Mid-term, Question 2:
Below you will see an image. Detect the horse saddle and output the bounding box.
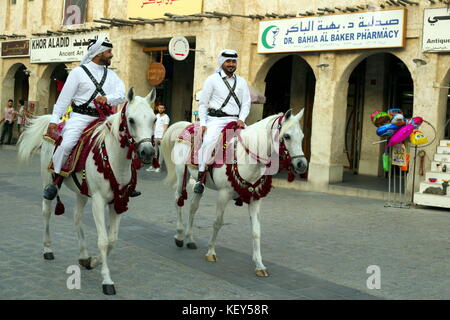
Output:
[44,119,104,177]
[177,121,239,168]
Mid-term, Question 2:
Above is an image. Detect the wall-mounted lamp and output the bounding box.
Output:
[413,58,427,67]
[317,63,330,70]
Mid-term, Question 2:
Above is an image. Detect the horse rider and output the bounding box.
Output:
[43,36,140,200]
[194,49,251,193]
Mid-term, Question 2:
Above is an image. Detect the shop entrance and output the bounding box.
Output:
[344,53,414,177]
[139,37,195,123]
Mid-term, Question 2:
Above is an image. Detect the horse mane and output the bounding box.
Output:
[93,106,123,147]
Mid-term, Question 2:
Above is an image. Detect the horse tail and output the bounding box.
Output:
[17,115,51,162]
[161,121,191,187]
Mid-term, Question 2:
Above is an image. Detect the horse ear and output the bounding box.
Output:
[284,109,292,121]
[295,108,305,121]
[145,88,156,105]
[127,87,134,103]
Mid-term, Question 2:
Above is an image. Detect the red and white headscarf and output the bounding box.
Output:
[80,36,112,65]
[218,49,238,70]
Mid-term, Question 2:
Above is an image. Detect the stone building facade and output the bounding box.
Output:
[0,0,450,198]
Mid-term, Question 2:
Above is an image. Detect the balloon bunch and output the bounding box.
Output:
[370,108,428,147]
[370,108,428,171]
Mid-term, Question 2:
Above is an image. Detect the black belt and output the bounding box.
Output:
[208,109,239,117]
[72,103,100,117]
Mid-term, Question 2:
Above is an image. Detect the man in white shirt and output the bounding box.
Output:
[194,49,251,193]
[44,37,126,200]
[146,104,170,172]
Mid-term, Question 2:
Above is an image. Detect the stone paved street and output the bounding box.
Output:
[0,147,450,300]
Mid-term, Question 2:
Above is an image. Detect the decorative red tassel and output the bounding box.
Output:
[80,180,89,196]
[177,196,184,207]
[55,196,65,216]
[288,169,295,182]
[133,158,142,170]
[152,158,160,169]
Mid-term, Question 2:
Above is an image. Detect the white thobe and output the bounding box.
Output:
[198,70,251,171]
[50,61,125,173]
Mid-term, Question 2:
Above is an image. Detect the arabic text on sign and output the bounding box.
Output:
[141,0,178,8]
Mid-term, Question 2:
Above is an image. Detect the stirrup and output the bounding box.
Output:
[194,181,205,194]
[43,183,58,200]
[130,190,141,198]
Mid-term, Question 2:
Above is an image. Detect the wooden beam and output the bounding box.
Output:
[142,47,169,52]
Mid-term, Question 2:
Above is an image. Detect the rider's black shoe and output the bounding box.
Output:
[130,190,141,198]
[43,183,58,200]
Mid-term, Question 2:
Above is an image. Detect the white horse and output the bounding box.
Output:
[162,109,308,277]
[18,88,156,295]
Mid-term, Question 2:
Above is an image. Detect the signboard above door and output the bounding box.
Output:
[258,9,406,53]
[422,7,450,51]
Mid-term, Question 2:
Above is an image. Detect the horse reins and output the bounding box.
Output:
[236,115,306,168]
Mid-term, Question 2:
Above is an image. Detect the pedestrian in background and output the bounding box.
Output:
[146,104,170,172]
[0,99,17,144]
[17,99,26,137]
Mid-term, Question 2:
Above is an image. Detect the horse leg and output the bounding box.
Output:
[107,204,121,255]
[42,199,55,260]
[186,193,203,249]
[206,191,231,262]
[73,194,92,270]
[248,200,269,277]
[174,166,185,248]
[91,194,116,295]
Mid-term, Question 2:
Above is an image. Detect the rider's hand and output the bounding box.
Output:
[47,123,58,137]
[95,96,108,104]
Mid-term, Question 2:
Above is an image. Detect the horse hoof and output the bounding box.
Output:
[103,284,116,296]
[205,254,217,262]
[78,257,92,270]
[256,270,269,278]
[44,252,55,260]
[175,239,184,248]
[186,242,197,249]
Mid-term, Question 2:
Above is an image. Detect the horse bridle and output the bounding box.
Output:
[120,102,155,156]
[135,136,155,150]
[272,114,306,160]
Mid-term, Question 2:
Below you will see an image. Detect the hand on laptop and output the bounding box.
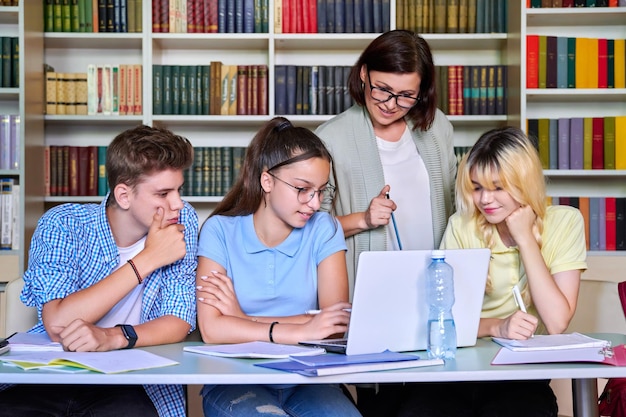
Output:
[300,302,351,340]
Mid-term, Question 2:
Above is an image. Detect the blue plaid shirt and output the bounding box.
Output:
[0,196,198,417]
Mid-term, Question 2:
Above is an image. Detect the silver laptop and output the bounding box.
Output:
[300,249,491,355]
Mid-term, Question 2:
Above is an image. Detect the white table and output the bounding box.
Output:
[0,333,626,417]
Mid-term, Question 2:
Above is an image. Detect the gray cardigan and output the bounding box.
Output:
[315,105,456,299]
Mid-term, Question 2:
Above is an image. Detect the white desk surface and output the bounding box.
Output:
[0,333,626,384]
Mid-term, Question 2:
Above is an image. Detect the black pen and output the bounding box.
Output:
[385,192,402,250]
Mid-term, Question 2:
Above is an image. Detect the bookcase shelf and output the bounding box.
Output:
[526,7,626,27]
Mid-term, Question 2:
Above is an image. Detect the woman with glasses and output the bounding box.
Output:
[316,30,456,416]
[196,117,360,417]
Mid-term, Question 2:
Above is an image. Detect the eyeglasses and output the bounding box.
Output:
[367,71,420,109]
[267,171,335,204]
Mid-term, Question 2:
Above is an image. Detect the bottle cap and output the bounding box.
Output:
[430,249,446,259]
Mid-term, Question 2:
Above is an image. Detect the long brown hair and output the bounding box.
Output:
[209,117,332,217]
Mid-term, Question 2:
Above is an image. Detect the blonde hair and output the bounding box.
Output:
[456,126,546,296]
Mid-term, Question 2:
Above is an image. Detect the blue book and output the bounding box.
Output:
[548,119,559,169]
[557,118,570,169]
[589,197,600,250]
[556,36,567,88]
[569,117,584,169]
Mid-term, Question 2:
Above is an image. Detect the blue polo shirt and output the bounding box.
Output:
[198,212,346,316]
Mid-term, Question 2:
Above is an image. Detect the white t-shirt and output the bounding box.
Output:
[96,237,146,327]
[376,127,434,250]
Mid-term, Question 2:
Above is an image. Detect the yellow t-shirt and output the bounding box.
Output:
[441,206,587,327]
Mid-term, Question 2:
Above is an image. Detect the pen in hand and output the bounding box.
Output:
[385,192,402,250]
[513,285,535,337]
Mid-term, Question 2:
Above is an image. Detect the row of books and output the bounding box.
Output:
[274,65,353,115]
[43,0,143,33]
[45,64,143,116]
[152,61,268,115]
[0,178,20,250]
[396,0,508,33]
[528,116,626,170]
[44,145,246,196]
[182,146,246,196]
[0,36,20,88]
[152,0,268,33]
[0,114,22,170]
[550,196,626,251]
[526,0,626,8]
[44,145,108,196]
[526,35,626,88]
[274,0,391,33]
[436,65,507,116]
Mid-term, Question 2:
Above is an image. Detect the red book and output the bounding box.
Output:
[598,39,609,88]
[257,65,268,114]
[203,0,218,33]
[152,0,161,33]
[591,117,604,169]
[160,0,170,33]
[67,146,80,196]
[455,65,465,115]
[447,65,462,116]
[308,0,317,33]
[237,65,248,115]
[604,197,617,250]
[276,0,296,33]
[526,35,539,88]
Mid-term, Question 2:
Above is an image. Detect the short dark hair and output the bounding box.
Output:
[348,30,437,130]
[106,125,193,190]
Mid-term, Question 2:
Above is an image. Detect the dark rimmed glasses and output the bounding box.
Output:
[367,71,420,109]
[267,171,335,204]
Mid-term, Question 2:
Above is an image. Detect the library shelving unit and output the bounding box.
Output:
[510,4,626,266]
[44,0,519,218]
[0,0,44,336]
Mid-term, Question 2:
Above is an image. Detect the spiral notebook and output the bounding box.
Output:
[300,249,491,355]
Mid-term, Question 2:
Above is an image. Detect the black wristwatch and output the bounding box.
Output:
[115,324,137,349]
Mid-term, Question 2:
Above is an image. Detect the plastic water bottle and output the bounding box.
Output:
[426,250,456,359]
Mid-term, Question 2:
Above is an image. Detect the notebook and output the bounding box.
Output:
[300,249,491,355]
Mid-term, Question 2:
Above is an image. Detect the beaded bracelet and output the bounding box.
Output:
[270,321,278,343]
[126,259,143,284]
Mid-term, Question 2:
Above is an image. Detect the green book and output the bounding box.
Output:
[200,65,211,115]
[606,39,615,88]
[52,0,62,32]
[70,0,84,32]
[567,38,576,88]
[98,146,109,196]
[152,65,163,114]
[191,146,204,196]
[583,117,593,169]
[185,65,198,115]
[171,65,181,114]
[539,35,548,88]
[0,36,13,88]
[161,65,172,114]
[43,0,54,32]
[604,116,615,169]
[11,38,20,88]
[78,0,88,32]
[537,119,550,169]
[61,0,73,32]
[177,65,189,114]
[83,0,92,33]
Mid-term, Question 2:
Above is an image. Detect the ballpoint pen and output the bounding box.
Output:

» **REQUIREMENTS**
Extract every line of the material that contains the string "rider", matching it case-sensitively.

» **ANSWER**
Above is an image. Detect the horse rider and output the bounding box.
Above is an image. Detect the rider's black shoe and output the bounding box.
Above is an image. Detect the rider's hand and output the bounding box.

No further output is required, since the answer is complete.